▸ What you will do:
[A] Please update the Shutter Island review passage from "Movie Review: Shutter" up to and including "a dominant flavour.", replacing "mental hospital" with "psychiatric hospital".
[B] In one to three sentences, explain what the Shutter Island review gives as the problem with the film mixing a few too many ingredients.
[C] Pick up the Shutter Island review right after its last sentence.

▸ Page extract:
*** Begin section ***

Saturday 19 March 2011

Movie Review: Shutter Island (2010)

A psychological drama set in a mental hospital on an isolated island off the coast of Boston, Shutter Island mixes a few too many ingredients. The meal is good, but spices compete for attention before the emergence of a dominant flavour.

It's 1954, and US Marshals Edward Daniels (Leonardo DiCaprio) and Chuck Aule (Mark Ruffalo) travel to an island prison facility for severely disturbed mental patients to search for an escaped convict: Rachel Solando is convicted of drowning her three children, and was living in an alternate reality until she vanished. The prison is run by Dr. John Cawley (Ben Kingsley), who is experimenting with new treatment techniques and drugs that are more respectful than the brutal, traditional methods of dealing with mental patients.

*** End section ***

▸ Records provided:
*** Begin section ***

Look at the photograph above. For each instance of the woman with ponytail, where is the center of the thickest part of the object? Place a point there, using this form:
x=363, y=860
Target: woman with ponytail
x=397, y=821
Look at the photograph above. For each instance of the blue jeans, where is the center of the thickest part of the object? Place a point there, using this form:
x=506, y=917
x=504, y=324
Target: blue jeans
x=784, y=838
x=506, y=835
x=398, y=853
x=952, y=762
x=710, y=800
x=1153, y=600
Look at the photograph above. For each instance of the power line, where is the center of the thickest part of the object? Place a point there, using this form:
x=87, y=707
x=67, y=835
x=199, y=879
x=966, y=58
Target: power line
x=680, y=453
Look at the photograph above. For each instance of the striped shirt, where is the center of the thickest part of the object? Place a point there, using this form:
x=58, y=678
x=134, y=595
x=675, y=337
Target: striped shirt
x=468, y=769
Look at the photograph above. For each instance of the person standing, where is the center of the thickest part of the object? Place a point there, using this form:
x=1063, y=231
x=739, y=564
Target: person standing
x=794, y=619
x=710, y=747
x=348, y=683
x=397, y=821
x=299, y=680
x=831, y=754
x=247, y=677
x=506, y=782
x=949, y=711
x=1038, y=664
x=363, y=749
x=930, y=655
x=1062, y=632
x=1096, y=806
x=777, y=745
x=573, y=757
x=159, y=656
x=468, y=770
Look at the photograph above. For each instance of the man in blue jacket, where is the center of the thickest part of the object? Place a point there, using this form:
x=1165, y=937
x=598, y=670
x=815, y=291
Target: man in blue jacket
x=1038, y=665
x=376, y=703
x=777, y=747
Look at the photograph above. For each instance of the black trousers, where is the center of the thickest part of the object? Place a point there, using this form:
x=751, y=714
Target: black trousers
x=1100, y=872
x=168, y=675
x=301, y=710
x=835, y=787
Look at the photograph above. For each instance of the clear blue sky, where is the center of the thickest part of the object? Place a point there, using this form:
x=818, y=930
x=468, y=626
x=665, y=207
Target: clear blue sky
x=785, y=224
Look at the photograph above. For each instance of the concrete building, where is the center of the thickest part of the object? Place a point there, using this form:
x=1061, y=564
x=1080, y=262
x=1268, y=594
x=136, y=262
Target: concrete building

*** End section ***

▸ Exercise results:
[A]
Movie Review: Shutter Island (2010)

A psychological drama set in a psychiatric hospital on an isolated island off the coast of Boston, Shutter Island mixes a few too many ingredients. The meal is good, but spices compete for attention before the emergence of a dominant flavour.

[B] The review says that although the meal is good, the spices compete for attention before a dominant flavour emerges.

[C]
Edward and Chuck get the uneasy sense that Dr. Cawley and his team are being less than straightforward with their investigation of Solando's disappearance. Edward starts to experience headaches, and his health is not helped by flashbacks to his war experiences and the agony of his wife's death in a car crash. As a violent storm isolates the island, Edward has to try and separate truth from fiction in a dangerous environment where little is as it seems.

Shutter Island is one of director Martin Scorsese's less focused efforts, but still provides several moments of compelling drama. Especially in its first half, Shutter Island bounces around several themes. It spends time as a criminal drama: Edward and Chuck looking for an escaped convict. Then the film probes controversial science: is Dr. Cawley doing more good or more harm with his unconventional methods. It takes a turn into Edward's head, as his past World War Two experiences and personal family tragedy intrude on his focus. Undertones of escaped Nazi scientists continuing their evil deeds on US soil are introduced. And horror elements creep in, as Edward explores the island cemetery and the mysterious wing where the most violent mental patients are locked-up, and ghoulish characters jump out of the shadows.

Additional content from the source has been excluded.